[net.politics.theory] Lenin and my .signature

gjk@talcott.UUCP (Greg Kuperberg) (04/05/85)

> > 			Greg Kuperberg
> > 		     harvard!talcott!gjk
> > 
> > "No Marxist can deny that the interests of socialism are higher than the
> > interests of the right of nations to self-determination." -Lenin, 1918
> 
> A reference, please? Like, where did Lenin say this?

From \Main Currents of Marxism/, by Leszek Kolakowski, Volume II (the
Golden Age), on page 401:

"Lenin's position is thus clear, and it is hard to see how he can ever have
been represented, as he notoriously was, as a champion of political
independence for all peoples.  He was a convinced opponent of national
oppression and proclaimed the right of self-determination, but always with
the reservation that it was only in exceptional circumstances that social
democracy could support political separatism.  Self-determination was at
all times absolutely subordinate to the party's interests, and if the
latter conflicted with the national aspirations of any people, the latter
were of no account.  This reservation in effect nullified the right of
self-determination and turned it into a purely tactical weapon.  The party
would always try and utilize national aspirations in the struggle for
power, but the 'interest of the proletariat' could never be subordinated to
the desires of a whole people.  As Lenin wrote soon after the Revolution in
his \Thesis/ on the Treaty of Brest-Litovsk:  'No Marxist, without
renouncing the principles of Marxism and socialism generally, can deny that
the interests of socialism are higher than the interests of the right of
nations to self-determination.' (\Works/, vol. 26, p. 449)..."

*Stated exercise 1:*
Starting at the first of the rows and continuing up to and including the line with "196 12 290 198", rewrite those lines with "analyst" replaced by "reviewer" and everything else left unchanged. Leave the pictures out of your answer.

*Data for this task:*

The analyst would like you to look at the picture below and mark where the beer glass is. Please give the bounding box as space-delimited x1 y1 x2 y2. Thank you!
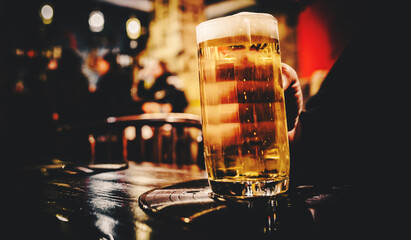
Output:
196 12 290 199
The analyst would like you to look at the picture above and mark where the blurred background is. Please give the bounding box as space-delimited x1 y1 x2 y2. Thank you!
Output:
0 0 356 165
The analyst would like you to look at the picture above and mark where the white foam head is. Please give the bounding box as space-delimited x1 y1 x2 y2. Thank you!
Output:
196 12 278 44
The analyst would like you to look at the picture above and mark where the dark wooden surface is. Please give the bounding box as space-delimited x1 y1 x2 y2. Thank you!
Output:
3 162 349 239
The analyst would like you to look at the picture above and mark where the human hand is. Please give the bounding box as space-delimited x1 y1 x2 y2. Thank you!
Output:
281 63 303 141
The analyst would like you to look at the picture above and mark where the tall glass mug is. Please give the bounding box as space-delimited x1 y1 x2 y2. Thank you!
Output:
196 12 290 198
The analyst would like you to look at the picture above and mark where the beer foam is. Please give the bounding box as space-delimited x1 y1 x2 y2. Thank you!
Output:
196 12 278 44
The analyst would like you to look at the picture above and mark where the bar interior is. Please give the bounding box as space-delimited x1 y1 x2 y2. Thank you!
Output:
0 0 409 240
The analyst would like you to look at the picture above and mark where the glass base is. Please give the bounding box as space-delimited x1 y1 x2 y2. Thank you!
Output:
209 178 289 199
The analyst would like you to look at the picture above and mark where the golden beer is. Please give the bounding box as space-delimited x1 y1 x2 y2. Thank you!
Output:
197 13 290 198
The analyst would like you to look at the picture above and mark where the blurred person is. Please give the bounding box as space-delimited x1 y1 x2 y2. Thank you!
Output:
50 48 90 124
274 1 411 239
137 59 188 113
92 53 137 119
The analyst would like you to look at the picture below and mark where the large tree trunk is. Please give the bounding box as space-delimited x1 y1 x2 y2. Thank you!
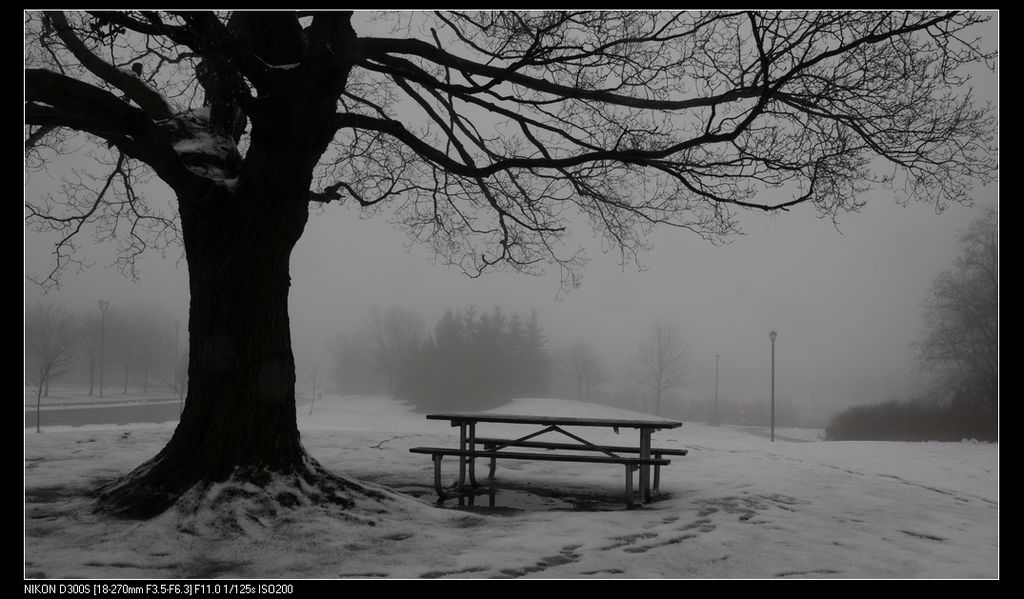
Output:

*Stated exercise 2:*
In the Usenet post on Lenin, which work of Lenin's contained the quoted statement about socialism and self-determination?

*Task solution 1:*
The reviewer would like you to look at the picture below and mark where the beer glass is. Please give the bounding box as space-delimited x1 y1 x2 y2. Thank you!
Output:
196 12 290 199
The reviewer would like you to look at the picture above and mark where the blurred background is. Please give the bounding box as space-delimited x1 y1 x2 y2. Thank you!
Output:
0 0 356 165
The reviewer would like you to look at the picture above and mark where the white foam head is. Please give the bounding box as space-delimited x1 y1 x2 y2. Thank you!
Output:
196 12 278 44
The reviewer would like you to look at the picture above and mark where the dark wooden surface is. Please give the bounding box as space-delimited x1 y1 x2 y2. Thank you!
Output:
3 162 349 239
The reviewer would like you to look at the picture above and mark where the human hand is. Please give the bounding box as space-delimited x1 y1 x2 y2. Thank you!
Output:
281 63 303 141
The reviewer would like you to look at the picture above and mark where the tall glass mug is. Please give the bounding box as space-delimited x1 y1 x2 y2. Thank you!
Output:
196 12 290 198

*Task solution 2:*
His Thesis on the Treaty of Brest-Litovsk, written soon after the Revolution.